Yang Perlu Dikerjakan:
1. Jawablah pertanyaan berikut berdasarkan teks tentang Pancasila.
(a) Kapan Ir. Soekarno mengusulkan dasar negara yang terdiri dari 5 sila?
(b) Indonesia disebut sebagai negara kepulauan yang besar dengan apa yang tinggi?
(c) Pada masa apa Pancasila ditafsirkan sebagai asas tunggal?
2. Ketik ulang bagian teks tentang Pancasila mulai dari "Pancasila adalah ideologi" sampai dengan "dengan istilah Pancasila.", tanpa mengubah apa pun.

Kutipan untuk Dibaca:
※ ※ ※
Pancasila adalah ideologi yang menjadikan bangsa Indonesia dulu, kini, dan nanti tetap berada pada satu garis haluan. Indonesia adalah negara kepulauan yang besar dengan heterogenitas yang tinggi. Suku, agama, dan ras yang beragam menjadikan Indonesia kaya akan budaya, jika tidak memiliki satu haluan yang sama, kemungkinan besar perpecahan akan sangat mudah terjadi. Para pendiri bangsa sekali lagi “menyelamatkan” bangsa ini melalui pemikiran-pemikiran yang jenius setelah perjuangannya melawan penjajah. Sebelum lahirnya pancasila, terdapat dialog-dialog serta diskusi-diskusi demi terancang dan terciptanya sebuah pegangan hidup yang berdasar pada kepribadian bangsa, maka pada 1 Juni 1945, Ir. Soekarno mengusulkan dasar negara yang terdiri dari 5 sila dengan istilah Pancasila.
Sebagai warga negara yang mencintai
bangsa dan negaranya, sudah seharusnya kita menjiwai butir-butir pancasila dan
mengaplikasikan nilai-nilai tersebut dalam kehidupan sehari-hari. Dan
pemerintah hendaknya melembagakan nilai-nilai tersebut agar sejalan dengan
tujuan yang ingin dicapai, serta yang terpenting adalah jangan sampai salah
menafsirkan pancasila hanya sebagai asas tunggal. Hal ini terjadi pada masa
orba, ketika itu pancasila tetap pada rumusannya pada saat dirumuskan, hanya saja
penafsiran sendiri dengan
menjadikannya asas tunggal sehingga banyak organisasi politik atau organisasi
masyarakat tidak boleh memakai ciri khas ideologi untuk lingkungannya. Hal ini
tentu saja terkesan pancasila hanya milik satu organisasi politik atau
organisasi masyarakat saja, atau juga bisa dikatakan hanya milik penguasa saja.
※ ※ ※
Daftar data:
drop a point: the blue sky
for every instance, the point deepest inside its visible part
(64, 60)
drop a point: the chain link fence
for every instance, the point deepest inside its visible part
※ ※ ※
Hasil per Tugas:
1.
(a) 1 Juni 1945.
(b) Heterogenitas.
(c) Masa orba.

2.
Pancasila adalah ideologi yang menjadikan bangsa Indonesia dulu, kini, dan nanti tetap berada pada satu garis haluan. Indonesia adalah negara kepulauan yang besar dengan heterogenitas yang tinggi. Suku, agama, dan ras yang beragam menjadikan Indonesia kaya akan budaya, jika tidak memiliki satu haluan yang sama, kemungkinan besar perpecahan akan sangat mudah terjadi. Para pendiri bangsa sekali lagi “menyelamatkan” bangsa ini melalui pemikiran-pemikiran yang jenius setelah perjuangannya melawan penjajah. Sebelum lahirnya pancasila, terdapat dialog-dialog serta diskusi-diskusi demi terancang dan terciptanya sebuah pegangan hidup yang berdasar pada kepribadian bangsa, maka pada 1 Juni 1945, Ir. Soekarno mengusulkan dasar negara yang terdiri dari 5 sila dengan istilah Pancasila.